This is where real-time analytics or server log access will be useful because you can immediately see how the server crawl may be affecting site visitors, although the pace of crawling and 503  server responses are also a clue that the server is under strain.

If it’s indeed the case that the server is straining to keep up then make note of that response and crawl the site during off-peak hours.

A CDN should in any case mitigate the effects of an aggressive crawl.

4. Are There Server Errors?

The Google Search Console Crawl Stats report should be the first place to research if the server is having trouble serving pages to Googlebot.

Any issues in the Crawl Stats report should have the cause identified and fixed before crawling an enterprise-level website.

Server error logs are a gold mine of data that can reveal a wide range of errors that may affect how well a site is crawled. Of particular importance is being able to debug otherwise invisible PHP errors.

5. Server Memory

Perhaps something that’s not routinely considered for SEO is the amount of RAM (random access memory) that a server has.

RAM is like short-term memory, a place where a server stores information that it’s using in order to serve web pages to site visitors.

A server with insufficient RAM will become slow.

So if a server becomes slow during a crawl or doesn’t seem to be able to cope with a crawling then this could be an SEO problem that affects how well Google is able to crawl and index web pages.

Take a look at how much RAM the server has.

A VPS (virtual private server) may need a minimum of 1GB of RAM.

However, 2GB to 4GB of RAM may be recommended if the website is an online store with high traffic.

More RAM is generally better.

If the server has a sufficient amount of RAM but the server slows down then the problem might be something else, like the software (or a plugin) that’s inefficient and causing excessive memory requirements.

6. Periodically Verify The Crawl Data

Keep an eye out for crawl anomalies as the website is crawled.

Sometimes the crawler may report that the server was unable to respond to a request for a web page, generating something like a 503 Service Unavailable server response message.

So it’s useful to pause the crawl and check out what’s going on that might need fixing in order to proceed with a crawl that provides more useful information.

Sometimes it’s not getting to the end of the crawl that’s the goal.

The crawl itself is an important data point, so don’t feel frustrated that the crawl needs to be paused in order to fix something because the discovery is a good thing.

7. Configure Your Crawler For Scale

Out of the box, a crawler like Screaming Frog may be set up for speed which is probably great for the majority of users. But it’ll need to be adjusted in order for it to crawl a large website with millions of pages.

Screaming Frog uses RAM for its crawl which is great for a normal site but becomes less great for an enterprise-sized website.

Overcoming this shortcoming is easy by adjusting the Storage Setting in Screaming Frog.

This is the menu path for adjusting the storage settings:

Configuration > System > Storage > Database Storage

If possible, it’s highly recommended (but not absolutely required) to use an internal SSD (solid-state drive) hard drive.

Most computers use a standard hard drive with moving parts inside.

An SSD is the most advanced form of hard drive that can transfer data at speeds from 10 to 100 times faster than a regular hard drive.

Using a computer with SSD results will help in achieving an amazingly fast crawl which will be necessary for efficiently downloading millions of web pages.

To ensure an optimal crawl it’s necessary to allocate 4 GB of RAM and no more than 4 GB for a crawl of up to 2 million URLs.

● **Instructions to follow**
Repeat word for word everything in the text on site crawling from "Take a look" down to "is generally better.". The data that comes next is separate material and has no connection to the text on site crawling.

● **Dataset content**
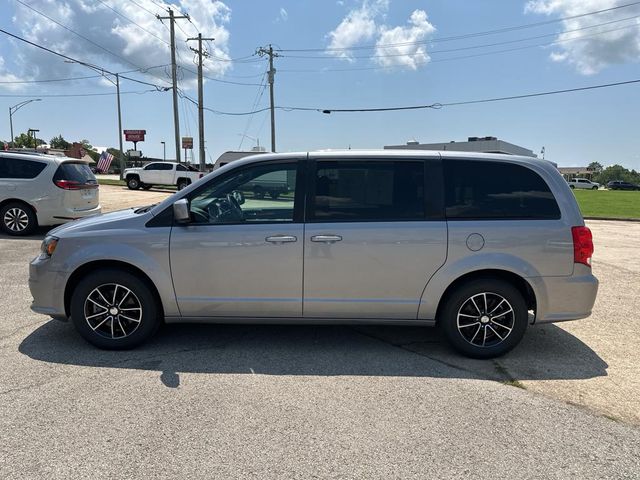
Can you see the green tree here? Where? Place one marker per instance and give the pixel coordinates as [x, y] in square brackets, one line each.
[59, 142]
[88, 148]
[23, 140]
[596, 167]
[614, 172]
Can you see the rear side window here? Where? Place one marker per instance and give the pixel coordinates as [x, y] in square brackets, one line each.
[19, 168]
[493, 190]
[75, 172]
[368, 191]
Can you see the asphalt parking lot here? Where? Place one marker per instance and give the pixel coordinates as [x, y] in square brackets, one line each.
[327, 402]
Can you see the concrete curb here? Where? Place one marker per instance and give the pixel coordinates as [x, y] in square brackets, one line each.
[613, 219]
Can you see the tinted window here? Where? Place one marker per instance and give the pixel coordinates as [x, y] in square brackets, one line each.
[368, 191]
[487, 190]
[159, 166]
[264, 193]
[75, 172]
[19, 168]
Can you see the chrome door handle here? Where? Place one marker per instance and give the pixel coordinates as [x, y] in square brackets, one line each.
[281, 239]
[326, 238]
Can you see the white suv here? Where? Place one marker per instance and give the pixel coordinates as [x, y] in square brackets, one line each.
[40, 190]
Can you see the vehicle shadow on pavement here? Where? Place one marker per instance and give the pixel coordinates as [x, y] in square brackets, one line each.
[546, 353]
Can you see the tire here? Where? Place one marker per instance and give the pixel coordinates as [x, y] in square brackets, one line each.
[467, 326]
[18, 218]
[113, 330]
[133, 183]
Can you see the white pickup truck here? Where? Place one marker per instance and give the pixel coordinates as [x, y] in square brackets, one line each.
[161, 173]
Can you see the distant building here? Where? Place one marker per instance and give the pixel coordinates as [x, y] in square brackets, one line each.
[230, 156]
[473, 144]
[577, 172]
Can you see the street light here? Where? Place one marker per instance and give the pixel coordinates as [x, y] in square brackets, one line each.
[14, 109]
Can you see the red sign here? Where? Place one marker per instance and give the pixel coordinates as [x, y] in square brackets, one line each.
[187, 142]
[134, 135]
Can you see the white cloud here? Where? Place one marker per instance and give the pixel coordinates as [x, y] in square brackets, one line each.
[359, 25]
[367, 22]
[397, 46]
[135, 46]
[599, 46]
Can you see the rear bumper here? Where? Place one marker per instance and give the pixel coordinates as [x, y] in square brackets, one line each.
[565, 298]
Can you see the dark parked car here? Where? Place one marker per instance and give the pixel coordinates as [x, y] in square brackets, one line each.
[620, 185]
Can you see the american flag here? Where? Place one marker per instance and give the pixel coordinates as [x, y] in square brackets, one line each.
[104, 162]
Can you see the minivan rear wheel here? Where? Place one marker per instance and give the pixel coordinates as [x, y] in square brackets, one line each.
[114, 310]
[18, 218]
[484, 318]
[133, 183]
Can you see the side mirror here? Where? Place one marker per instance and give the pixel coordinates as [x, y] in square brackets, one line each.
[239, 196]
[181, 212]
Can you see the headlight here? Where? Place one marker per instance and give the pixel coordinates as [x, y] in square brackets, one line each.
[48, 246]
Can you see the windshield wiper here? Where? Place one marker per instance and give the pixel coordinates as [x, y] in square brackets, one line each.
[144, 209]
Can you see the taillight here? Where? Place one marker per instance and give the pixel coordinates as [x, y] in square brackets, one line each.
[73, 185]
[68, 184]
[582, 245]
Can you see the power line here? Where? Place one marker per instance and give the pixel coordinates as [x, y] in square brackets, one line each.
[435, 106]
[467, 35]
[67, 57]
[143, 8]
[69, 79]
[485, 100]
[495, 44]
[448, 59]
[101, 94]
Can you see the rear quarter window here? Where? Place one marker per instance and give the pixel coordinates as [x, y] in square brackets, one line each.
[20, 168]
[495, 190]
[75, 172]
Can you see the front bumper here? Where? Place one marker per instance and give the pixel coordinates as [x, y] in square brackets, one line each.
[565, 298]
[48, 217]
[47, 289]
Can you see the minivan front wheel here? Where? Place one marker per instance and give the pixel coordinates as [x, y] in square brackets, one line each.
[18, 219]
[114, 310]
[484, 318]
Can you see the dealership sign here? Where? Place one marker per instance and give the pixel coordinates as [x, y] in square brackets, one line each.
[134, 135]
[187, 142]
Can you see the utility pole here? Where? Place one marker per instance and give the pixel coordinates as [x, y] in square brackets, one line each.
[121, 159]
[200, 98]
[176, 121]
[272, 73]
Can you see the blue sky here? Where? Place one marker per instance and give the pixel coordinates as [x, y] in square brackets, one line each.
[575, 128]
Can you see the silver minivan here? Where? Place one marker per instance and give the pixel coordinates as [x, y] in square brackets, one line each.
[480, 245]
[44, 190]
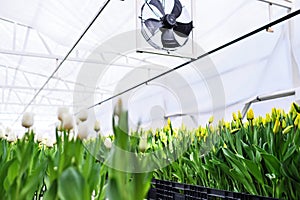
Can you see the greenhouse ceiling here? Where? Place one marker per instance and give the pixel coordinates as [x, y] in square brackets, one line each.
[79, 54]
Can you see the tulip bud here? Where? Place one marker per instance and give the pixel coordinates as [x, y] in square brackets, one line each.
[67, 121]
[234, 117]
[83, 115]
[240, 115]
[83, 131]
[11, 135]
[276, 126]
[61, 111]
[250, 114]
[108, 143]
[97, 126]
[49, 142]
[27, 120]
[211, 119]
[287, 129]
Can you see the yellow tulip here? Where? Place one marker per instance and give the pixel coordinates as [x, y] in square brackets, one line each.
[250, 114]
[234, 117]
[287, 129]
[211, 119]
[240, 115]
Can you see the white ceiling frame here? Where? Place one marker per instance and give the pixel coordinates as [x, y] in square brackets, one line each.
[19, 63]
[282, 3]
[58, 78]
[55, 89]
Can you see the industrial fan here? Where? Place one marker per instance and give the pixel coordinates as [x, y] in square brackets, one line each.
[161, 28]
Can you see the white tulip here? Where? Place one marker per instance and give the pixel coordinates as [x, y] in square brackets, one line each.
[27, 120]
[67, 121]
[83, 115]
[97, 126]
[39, 137]
[11, 135]
[108, 143]
[49, 142]
[83, 131]
[61, 111]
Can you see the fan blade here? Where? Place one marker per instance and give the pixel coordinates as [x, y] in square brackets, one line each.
[153, 25]
[177, 9]
[168, 39]
[158, 5]
[183, 29]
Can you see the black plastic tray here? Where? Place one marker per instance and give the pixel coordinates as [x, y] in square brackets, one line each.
[168, 190]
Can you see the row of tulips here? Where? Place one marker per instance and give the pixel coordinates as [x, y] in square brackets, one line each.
[259, 156]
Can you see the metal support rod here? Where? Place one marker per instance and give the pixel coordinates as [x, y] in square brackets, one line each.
[282, 19]
[65, 58]
[266, 98]
[281, 3]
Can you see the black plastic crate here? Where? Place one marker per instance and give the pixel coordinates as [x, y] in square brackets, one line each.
[168, 190]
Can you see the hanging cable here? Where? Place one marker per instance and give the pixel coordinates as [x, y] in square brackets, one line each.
[64, 59]
[289, 16]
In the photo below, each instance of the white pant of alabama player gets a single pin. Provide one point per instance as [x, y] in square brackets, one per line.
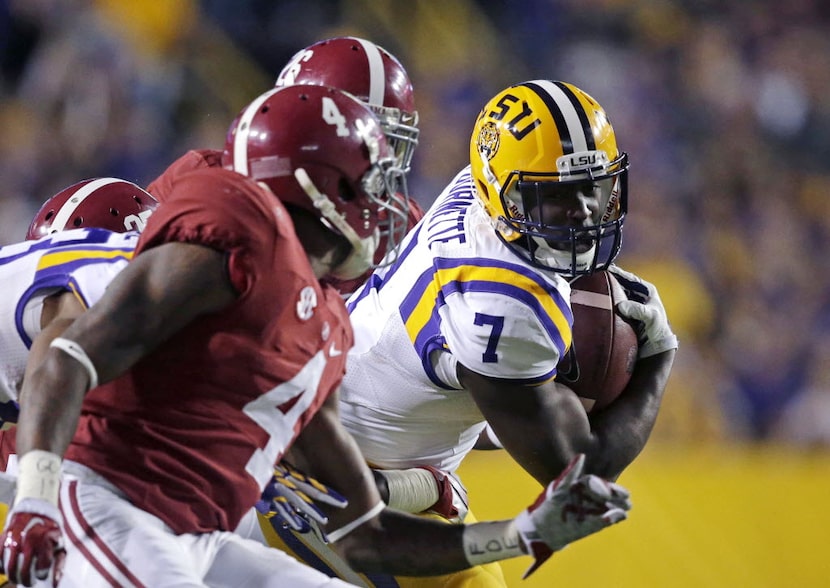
[110, 542]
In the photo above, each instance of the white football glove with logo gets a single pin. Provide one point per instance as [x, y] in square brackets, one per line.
[645, 309]
[571, 507]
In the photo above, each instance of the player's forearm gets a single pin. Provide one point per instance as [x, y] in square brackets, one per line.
[50, 404]
[623, 428]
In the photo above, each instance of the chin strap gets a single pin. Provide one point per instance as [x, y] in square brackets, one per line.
[363, 250]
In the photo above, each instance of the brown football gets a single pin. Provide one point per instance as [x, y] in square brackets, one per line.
[601, 359]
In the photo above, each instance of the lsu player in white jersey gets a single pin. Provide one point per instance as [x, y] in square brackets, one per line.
[77, 242]
[467, 326]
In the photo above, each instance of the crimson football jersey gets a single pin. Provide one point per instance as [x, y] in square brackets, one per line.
[190, 161]
[191, 433]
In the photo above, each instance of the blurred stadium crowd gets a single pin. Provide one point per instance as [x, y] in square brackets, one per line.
[723, 108]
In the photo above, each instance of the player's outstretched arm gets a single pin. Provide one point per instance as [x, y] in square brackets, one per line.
[372, 537]
[625, 425]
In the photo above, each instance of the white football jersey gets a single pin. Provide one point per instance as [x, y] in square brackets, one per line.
[83, 261]
[457, 293]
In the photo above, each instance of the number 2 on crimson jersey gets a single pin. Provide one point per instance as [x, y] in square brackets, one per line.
[267, 412]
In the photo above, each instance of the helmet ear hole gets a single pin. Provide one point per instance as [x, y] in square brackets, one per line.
[345, 190]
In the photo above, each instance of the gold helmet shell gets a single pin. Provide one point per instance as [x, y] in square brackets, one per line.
[531, 138]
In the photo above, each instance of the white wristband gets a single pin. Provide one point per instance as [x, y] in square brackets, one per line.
[39, 476]
[77, 353]
[413, 490]
[493, 541]
[346, 529]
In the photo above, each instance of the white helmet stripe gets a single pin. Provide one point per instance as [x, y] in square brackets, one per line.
[377, 77]
[575, 128]
[243, 129]
[71, 205]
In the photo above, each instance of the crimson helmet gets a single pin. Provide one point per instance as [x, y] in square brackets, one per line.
[103, 203]
[368, 72]
[321, 149]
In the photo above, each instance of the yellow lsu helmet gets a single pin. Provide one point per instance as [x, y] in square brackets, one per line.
[541, 142]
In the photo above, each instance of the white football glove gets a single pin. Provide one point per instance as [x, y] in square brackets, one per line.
[645, 309]
[291, 495]
[571, 507]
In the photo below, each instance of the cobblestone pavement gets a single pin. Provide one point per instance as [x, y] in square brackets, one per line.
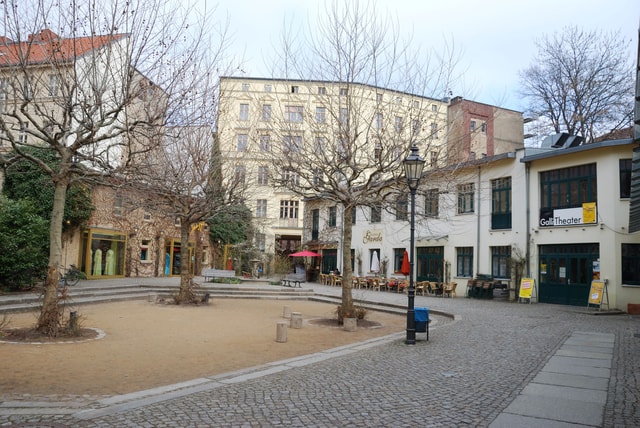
[464, 376]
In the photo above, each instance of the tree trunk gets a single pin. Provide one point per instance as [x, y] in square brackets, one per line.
[50, 318]
[347, 271]
[186, 293]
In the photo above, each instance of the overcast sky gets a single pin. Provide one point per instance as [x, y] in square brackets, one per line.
[496, 37]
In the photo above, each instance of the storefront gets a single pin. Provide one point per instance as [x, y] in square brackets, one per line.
[103, 253]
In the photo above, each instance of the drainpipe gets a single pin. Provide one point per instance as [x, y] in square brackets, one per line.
[478, 226]
[527, 172]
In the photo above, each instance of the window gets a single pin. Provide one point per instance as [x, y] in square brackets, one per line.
[266, 112]
[244, 112]
[22, 137]
[263, 175]
[289, 209]
[4, 94]
[144, 250]
[292, 144]
[465, 198]
[333, 216]
[290, 177]
[265, 143]
[464, 261]
[434, 130]
[117, 205]
[433, 160]
[431, 203]
[631, 264]
[500, 258]
[243, 142]
[261, 208]
[415, 127]
[318, 177]
[568, 187]
[344, 115]
[54, 84]
[401, 208]
[321, 114]
[261, 241]
[378, 120]
[241, 173]
[398, 255]
[501, 203]
[625, 178]
[293, 114]
[398, 124]
[26, 88]
[376, 214]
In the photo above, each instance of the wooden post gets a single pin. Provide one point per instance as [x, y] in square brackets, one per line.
[296, 320]
[281, 331]
[286, 312]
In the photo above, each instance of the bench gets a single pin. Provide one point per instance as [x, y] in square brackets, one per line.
[217, 273]
[293, 280]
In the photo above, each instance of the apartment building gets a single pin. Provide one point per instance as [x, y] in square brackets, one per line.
[256, 115]
[562, 210]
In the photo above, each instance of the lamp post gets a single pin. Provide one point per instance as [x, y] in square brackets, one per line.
[413, 165]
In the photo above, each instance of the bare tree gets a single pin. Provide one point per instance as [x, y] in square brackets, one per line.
[373, 109]
[98, 91]
[581, 82]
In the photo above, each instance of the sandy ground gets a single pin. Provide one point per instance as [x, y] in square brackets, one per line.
[149, 345]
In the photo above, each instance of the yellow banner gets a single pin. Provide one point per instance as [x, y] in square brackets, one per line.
[589, 212]
[526, 288]
[595, 294]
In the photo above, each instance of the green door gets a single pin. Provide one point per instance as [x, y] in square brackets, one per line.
[565, 273]
[429, 263]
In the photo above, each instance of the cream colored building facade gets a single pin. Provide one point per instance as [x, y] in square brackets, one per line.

● **Exercise answer**
Take a look at how much RAM the server has.

A VPS (virtual private server) may need a minimum of 1GB of RAM.

However, 2GB to 4GB of RAM may be recommended if the website is an online store with high traffic.

More RAM is generally better.